Point-per-instance localization data:

# # # #

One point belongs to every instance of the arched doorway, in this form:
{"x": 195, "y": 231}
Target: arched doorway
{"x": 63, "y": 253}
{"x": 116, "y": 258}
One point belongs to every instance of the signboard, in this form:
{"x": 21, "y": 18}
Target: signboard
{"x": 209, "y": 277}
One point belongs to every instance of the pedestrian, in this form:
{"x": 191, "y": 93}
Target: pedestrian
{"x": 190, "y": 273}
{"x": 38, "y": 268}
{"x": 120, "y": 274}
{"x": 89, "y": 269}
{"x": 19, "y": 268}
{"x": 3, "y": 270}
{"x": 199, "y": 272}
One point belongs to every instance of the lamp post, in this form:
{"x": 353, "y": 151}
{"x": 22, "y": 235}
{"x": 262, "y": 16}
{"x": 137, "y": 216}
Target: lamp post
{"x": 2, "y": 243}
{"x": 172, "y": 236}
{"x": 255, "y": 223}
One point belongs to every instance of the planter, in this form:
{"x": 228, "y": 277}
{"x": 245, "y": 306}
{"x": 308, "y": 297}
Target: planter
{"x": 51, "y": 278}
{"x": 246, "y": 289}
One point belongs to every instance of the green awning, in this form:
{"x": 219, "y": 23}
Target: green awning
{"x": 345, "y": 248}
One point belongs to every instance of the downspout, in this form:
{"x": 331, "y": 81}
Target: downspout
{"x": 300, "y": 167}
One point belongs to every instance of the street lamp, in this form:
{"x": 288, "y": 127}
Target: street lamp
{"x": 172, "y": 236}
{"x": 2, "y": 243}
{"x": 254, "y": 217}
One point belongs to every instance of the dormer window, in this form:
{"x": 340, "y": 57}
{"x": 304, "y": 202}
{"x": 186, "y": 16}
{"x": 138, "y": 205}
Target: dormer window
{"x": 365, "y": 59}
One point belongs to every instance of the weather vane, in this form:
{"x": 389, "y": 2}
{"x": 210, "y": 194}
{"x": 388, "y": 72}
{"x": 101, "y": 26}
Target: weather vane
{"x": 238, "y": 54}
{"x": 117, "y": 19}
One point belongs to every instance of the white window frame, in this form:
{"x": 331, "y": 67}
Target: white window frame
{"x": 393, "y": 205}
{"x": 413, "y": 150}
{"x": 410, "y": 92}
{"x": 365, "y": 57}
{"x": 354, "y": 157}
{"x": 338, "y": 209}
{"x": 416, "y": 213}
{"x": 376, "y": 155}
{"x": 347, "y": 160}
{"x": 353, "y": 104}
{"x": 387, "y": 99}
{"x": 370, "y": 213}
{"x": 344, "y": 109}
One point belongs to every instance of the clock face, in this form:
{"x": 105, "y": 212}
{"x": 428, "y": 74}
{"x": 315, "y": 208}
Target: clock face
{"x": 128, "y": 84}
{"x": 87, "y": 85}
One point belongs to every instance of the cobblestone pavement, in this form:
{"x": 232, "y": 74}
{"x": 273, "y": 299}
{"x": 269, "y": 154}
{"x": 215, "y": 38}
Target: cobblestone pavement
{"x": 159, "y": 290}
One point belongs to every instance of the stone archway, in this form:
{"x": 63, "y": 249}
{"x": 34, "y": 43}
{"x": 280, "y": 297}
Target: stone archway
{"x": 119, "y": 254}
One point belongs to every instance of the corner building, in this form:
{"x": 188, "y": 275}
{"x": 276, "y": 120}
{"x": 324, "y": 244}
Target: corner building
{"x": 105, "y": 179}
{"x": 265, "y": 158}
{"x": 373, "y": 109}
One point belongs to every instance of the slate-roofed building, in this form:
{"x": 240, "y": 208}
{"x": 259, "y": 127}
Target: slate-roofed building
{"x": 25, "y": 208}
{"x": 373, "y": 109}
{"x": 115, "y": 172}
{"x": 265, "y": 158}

# # # #

This calls for repeating all of the records, character for character.

One point belongs to every instance of the arched doorway, in this form:
{"x": 195, "y": 231}
Target: arched doorway
{"x": 63, "y": 253}
{"x": 116, "y": 258}
One point belongs to every instance of the signboard, in this form:
{"x": 21, "y": 18}
Target: signboard
{"x": 209, "y": 277}
One point belongs to every instance of the pedestrian, in this form:
{"x": 191, "y": 93}
Target: pedestrian
{"x": 190, "y": 273}
{"x": 38, "y": 268}
{"x": 120, "y": 274}
{"x": 89, "y": 269}
{"x": 19, "y": 268}
{"x": 3, "y": 270}
{"x": 199, "y": 272}
One point belongs to every instance of the lamp post, in this form:
{"x": 353, "y": 151}
{"x": 22, "y": 235}
{"x": 262, "y": 16}
{"x": 137, "y": 216}
Target: lamp post
{"x": 2, "y": 243}
{"x": 172, "y": 236}
{"x": 255, "y": 223}
One point belongs to every instance of the planter, in this form:
{"x": 228, "y": 277}
{"x": 245, "y": 306}
{"x": 308, "y": 297}
Target: planter
{"x": 51, "y": 278}
{"x": 246, "y": 289}
One point belongs to every instance of the green awning, in this form:
{"x": 219, "y": 23}
Target: green awning
{"x": 345, "y": 248}
One point belongs to every instance of the downspout, in this form:
{"x": 331, "y": 81}
Target: downspout
{"x": 300, "y": 167}
One point belongs to every instance of the street lamp, in this form:
{"x": 288, "y": 127}
Target: street lamp
{"x": 172, "y": 236}
{"x": 2, "y": 243}
{"x": 254, "y": 217}
One point belongs to every instance of the dormer window, in this form:
{"x": 340, "y": 57}
{"x": 304, "y": 202}
{"x": 186, "y": 16}
{"x": 138, "y": 205}
Target: dormer window
{"x": 365, "y": 59}
One point belongs to every instance of the weather vane, in this form:
{"x": 389, "y": 2}
{"x": 210, "y": 194}
{"x": 388, "y": 72}
{"x": 101, "y": 26}
Target: weather vane
{"x": 238, "y": 54}
{"x": 117, "y": 19}
One point belongs to every instance of the white window frame, in this form:
{"x": 331, "y": 67}
Target: white window frame
{"x": 393, "y": 205}
{"x": 413, "y": 150}
{"x": 410, "y": 92}
{"x": 365, "y": 57}
{"x": 354, "y": 157}
{"x": 338, "y": 209}
{"x": 416, "y": 213}
{"x": 376, "y": 155}
{"x": 347, "y": 160}
{"x": 353, "y": 104}
{"x": 387, "y": 99}
{"x": 370, "y": 213}
{"x": 344, "y": 109}
One point belongs to every instance of the clock face, in this form:
{"x": 105, "y": 212}
{"x": 428, "y": 74}
{"x": 315, "y": 208}
Target: clock face
{"x": 128, "y": 84}
{"x": 87, "y": 85}
One point belongs to every instance of the cobblestone pavement, in this form:
{"x": 232, "y": 74}
{"x": 273, "y": 299}
{"x": 269, "y": 154}
{"x": 215, "y": 38}
Target: cobblestone pavement
{"x": 159, "y": 290}
One point belongs to every instance of the stone archway, in this form:
{"x": 63, "y": 249}
{"x": 34, "y": 43}
{"x": 280, "y": 297}
Target: stone archway
{"x": 119, "y": 254}
One point belongs to every instance of the corner building, in this form:
{"x": 188, "y": 275}
{"x": 276, "y": 120}
{"x": 324, "y": 244}
Target: corner building
{"x": 105, "y": 179}
{"x": 265, "y": 158}
{"x": 373, "y": 109}
One point belongs to every instance of the slate-roofed building, in this form:
{"x": 240, "y": 208}
{"x": 259, "y": 127}
Target: slate-roofed building
{"x": 25, "y": 208}
{"x": 373, "y": 109}
{"x": 115, "y": 172}
{"x": 265, "y": 158}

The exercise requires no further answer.